§ WHAT YOU ARE ASKED TO DO: Excluding pictures, give the entries again exactly as they appear.

§ EXTRACTED RECORDS:
□ □ □ □ □ □ □
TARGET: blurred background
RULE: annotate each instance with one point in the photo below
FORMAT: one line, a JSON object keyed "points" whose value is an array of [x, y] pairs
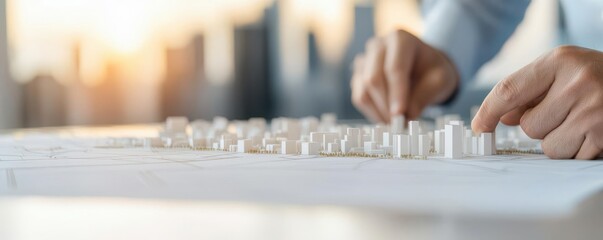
{"points": [[88, 62]]}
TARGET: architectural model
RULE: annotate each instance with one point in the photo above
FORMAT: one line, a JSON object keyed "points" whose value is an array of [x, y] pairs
{"points": [[401, 139]]}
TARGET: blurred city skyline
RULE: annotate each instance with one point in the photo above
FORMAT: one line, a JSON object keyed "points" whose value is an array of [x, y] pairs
{"points": [[132, 61]]}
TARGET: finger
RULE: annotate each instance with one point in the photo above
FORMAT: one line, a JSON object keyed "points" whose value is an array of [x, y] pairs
{"points": [[588, 150], [517, 90], [547, 115], [513, 117], [360, 96], [356, 68], [374, 78], [423, 93], [363, 102], [398, 64], [563, 142]]}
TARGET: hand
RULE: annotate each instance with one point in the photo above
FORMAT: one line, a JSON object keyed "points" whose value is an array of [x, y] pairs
{"points": [[557, 98], [400, 75]]}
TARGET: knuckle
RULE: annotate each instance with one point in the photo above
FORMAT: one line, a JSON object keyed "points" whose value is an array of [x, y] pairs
{"points": [[529, 128], [393, 70], [550, 149], [373, 44], [360, 98], [374, 81], [565, 51], [506, 90]]}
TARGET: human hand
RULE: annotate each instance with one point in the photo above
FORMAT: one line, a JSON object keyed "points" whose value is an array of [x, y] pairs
{"points": [[557, 98], [400, 75]]}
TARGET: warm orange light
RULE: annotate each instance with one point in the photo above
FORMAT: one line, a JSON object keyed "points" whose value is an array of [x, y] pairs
{"points": [[43, 36]]}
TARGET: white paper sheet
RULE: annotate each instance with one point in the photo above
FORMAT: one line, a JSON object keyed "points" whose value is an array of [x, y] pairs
{"points": [[65, 165]]}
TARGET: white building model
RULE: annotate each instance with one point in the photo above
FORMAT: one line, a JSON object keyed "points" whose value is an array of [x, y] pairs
{"points": [[311, 136]]}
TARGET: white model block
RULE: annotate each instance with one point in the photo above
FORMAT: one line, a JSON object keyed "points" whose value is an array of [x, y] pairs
{"points": [[354, 138], [467, 134], [273, 148], [369, 147], [153, 142], [397, 124], [424, 145], [197, 142], [244, 146], [293, 129], [310, 148], [377, 135], [414, 144], [485, 144], [326, 139], [332, 147], [493, 142], [468, 148], [316, 137], [266, 141], [414, 128], [289, 147], [402, 146], [345, 146], [225, 143], [453, 146], [439, 141], [386, 139], [475, 145]]}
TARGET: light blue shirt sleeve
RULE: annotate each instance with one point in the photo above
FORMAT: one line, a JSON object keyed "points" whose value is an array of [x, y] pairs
{"points": [[471, 32]]}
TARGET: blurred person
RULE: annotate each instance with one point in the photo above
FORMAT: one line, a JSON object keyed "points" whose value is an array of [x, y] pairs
{"points": [[557, 98]]}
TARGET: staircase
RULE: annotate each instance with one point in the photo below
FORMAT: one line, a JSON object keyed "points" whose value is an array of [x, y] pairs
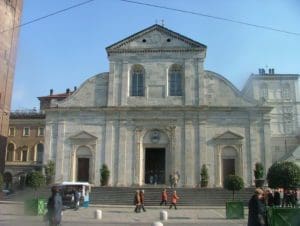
{"points": [[188, 196], [125, 195]]}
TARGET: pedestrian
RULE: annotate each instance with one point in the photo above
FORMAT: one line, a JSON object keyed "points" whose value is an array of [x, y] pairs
{"points": [[269, 197], [142, 198], [54, 206], [164, 197], [277, 201], [257, 209], [137, 202], [174, 200], [76, 200]]}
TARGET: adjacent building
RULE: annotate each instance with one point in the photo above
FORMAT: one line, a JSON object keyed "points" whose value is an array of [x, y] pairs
{"points": [[10, 16]]}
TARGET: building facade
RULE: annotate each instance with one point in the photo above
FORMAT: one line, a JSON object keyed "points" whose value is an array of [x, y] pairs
{"points": [[157, 111], [25, 146], [280, 91], [10, 16]]}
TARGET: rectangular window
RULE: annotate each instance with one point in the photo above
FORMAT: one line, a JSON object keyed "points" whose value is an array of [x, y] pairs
{"points": [[26, 131], [11, 131], [41, 131]]}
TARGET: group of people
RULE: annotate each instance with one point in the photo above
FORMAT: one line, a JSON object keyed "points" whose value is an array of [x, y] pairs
{"points": [[263, 198], [164, 199], [174, 179], [139, 199]]}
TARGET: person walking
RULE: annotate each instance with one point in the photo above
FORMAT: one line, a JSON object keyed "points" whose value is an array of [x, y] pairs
{"points": [[137, 202], [54, 206], [174, 200], [142, 198], [164, 197], [257, 209]]}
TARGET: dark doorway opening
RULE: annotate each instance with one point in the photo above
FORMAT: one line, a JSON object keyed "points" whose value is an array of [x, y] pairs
{"points": [[83, 169], [155, 166], [228, 168]]}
□ □ □ □ □ □ □
§ ANSWER AREA:
TARGET: blurred background
RULE: annotate each instance with one point in the photo below
FORMAT: one line, a JSON object keyed "points" whose value is an array of [x, y] pairs
{"points": [[88, 62]]}
TARGET: architectural model
RULE: annotate each instance with one point in the photo above
FORMAT: one line, a JSON object keyed "points" whose value is an array of [x, y] pairs
{"points": [[401, 139]]}
TARGET: blurred city skyline
RULE: annotate each instance with one point in the photo above
FORMAT: one line, a JSON object keyed "points" whose value is an array of [x, y] pairs
{"points": [[132, 61]]}
TARGET: finger
RULE: annotate each instance with one point in the photo above
FORMAT: one line, a JSON object keyed "points" whose value is an array of [x, y] pairs
{"points": [[588, 150], [517, 90], [547, 115], [513, 117], [360, 96], [356, 68], [374, 78], [423, 93], [363, 102], [398, 64], [563, 142]]}
TARGET: hand
RULE: annotate each instance with one point in the photo above
FORMAT: one line, a JSON object keyed "points" whose value is an array of [x, y] pairs
{"points": [[557, 98], [400, 75]]}
TARGET: knuckle
RULE: annotate each instance with one point in the photo above
FORMAT: one line, a JSON object keyed "points" whose value is an array of [x, y] pairs
{"points": [[529, 128], [393, 70], [550, 149], [373, 44], [360, 98], [374, 81], [565, 51], [506, 90]]}
TARGET: human hand
RULE: annotate each instance with one point in the photo above
FORMAT: one line, a JSON object keyed "points" whose value is an array of [x, y] pairs
{"points": [[557, 98], [400, 75]]}
TARGET: warm orange light
RULE: annotate each instance with one point in the photo above
FORMAT: one line, a JSON object keyed "points" whose value is an array of [x, y] pairs
{"points": [[43, 36]]}
TARGET: white paper sheet
RULE: annotate each instance with one point in the photo above
FORMAT: one line, a JSON object keyed "points" whose value is an array of [x, y] pairs
{"points": [[65, 165]]}
TARGET: white building model
RULE: annotate each instance with one point in the photo above
FORMAT: one line, a JSON object keyed "points" whose value is an array of [x, y] pairs
{"points": [[311, 136]]}
TARGET: white model block
RULE: annotate each instance with one point in the photo above
FORMAT: one line, a JSON object keyed "points" whose value is an array of [x, y] pairs
{"points": [[354, 138], [467, 134], [273, 148], [369, 147], [153, 142], [397, 124], [424, 145], [197, 142], [244, 146], [293, 129], [310, 148], [377, 135], [414, 144], [485, 144], [326, 139], [332, 147], [493, 142], [468, 148], [316, 137], [266, 141], [414, 128], [289, 147], [402, 146], [345, 146], [225, 143], [453, 146], [439, 141], [386, 139], [475, 145]]}
TARGET: light blue shirt sleeve
RULE: annotate each instance with one point in the photo above
FORMAT: one line, a JSON object keyed "points" whose value is an array of [x, y] pairs
{"points": [[471, 32]]}
TARGET: blurred person
RULE: annotate each instance with one point in the photo above
FORMAT: one line, a JSON object keyed "points" whose value is an array of [x, y] pairs
{"points": [[557, 98]]}
TARGET: staircase
RULE: annotate each instance with one point in the photo below
FORMAT: one line, a JSON object keyed "points" whose value is an array of [x, y] pairs
{"points": [[188, 196], [125, 195]]}
TARGET: pedestrian
RULE: annotate each instance with one point in the photo above
FORMAT: one line, a JSON object keyed "points" whose value is an array of [x, y] pairs
{"points": [[269, 197], [142, 198], [54, 206], [164, 197], [277, 201], [257, 209], [137, 202], [174, 200], [76, 200]]}
TARGET: adjacent building
RULE: annotate each instance with one point in the photo above
FORMAT: one line, a JSON object keyed "points" whose value is an array of [x, y] pairs
{"points": [[10, 16]]}
TARGET: building facade
RULE: annotate each instance with one point in the photo above
FORMAT: one line, a JSON object keyed "points" whose value is an array of [x, y] pairs
{"points": [[157, 111], [25, 146], [280, 91], [10, 16]]}
TARGET: rectangular window
RULE: annotate each instance with one point in the photo above
FORMAT: one line, a JSON object keyed "points" whose value is an array of [x, y] pairs
{"points": [[26, 131], [11, 131], [41, 131]]}
TARGET: group of people
RULE: annotate each instance with one point in the photo above
FORMAT: one line, a JSON object keyed "points" whose value is an array of [x, y] pairs
{"points": [[263, 198], [164, 199], [174, 179], [139, 199]]}
TARGET: person walking
RULE: annotate each instance with one point in the photo above
FORMAT: one line, a JSON object keyed "points" whose value is an array of [x, y] pairs
{"points": [[137, 202], [54, 206], [174, 200], [142, 198], [164, 197], [257, 209]]}
TARGET: dark doorway opening
RULE: annotate each instance with one point in the photo above
FORMAT: one line, a JSON object keyed "points" whose value is an array of [x, y] pairs
{"points": [[83, 169], [155, 166], [228, 168]]}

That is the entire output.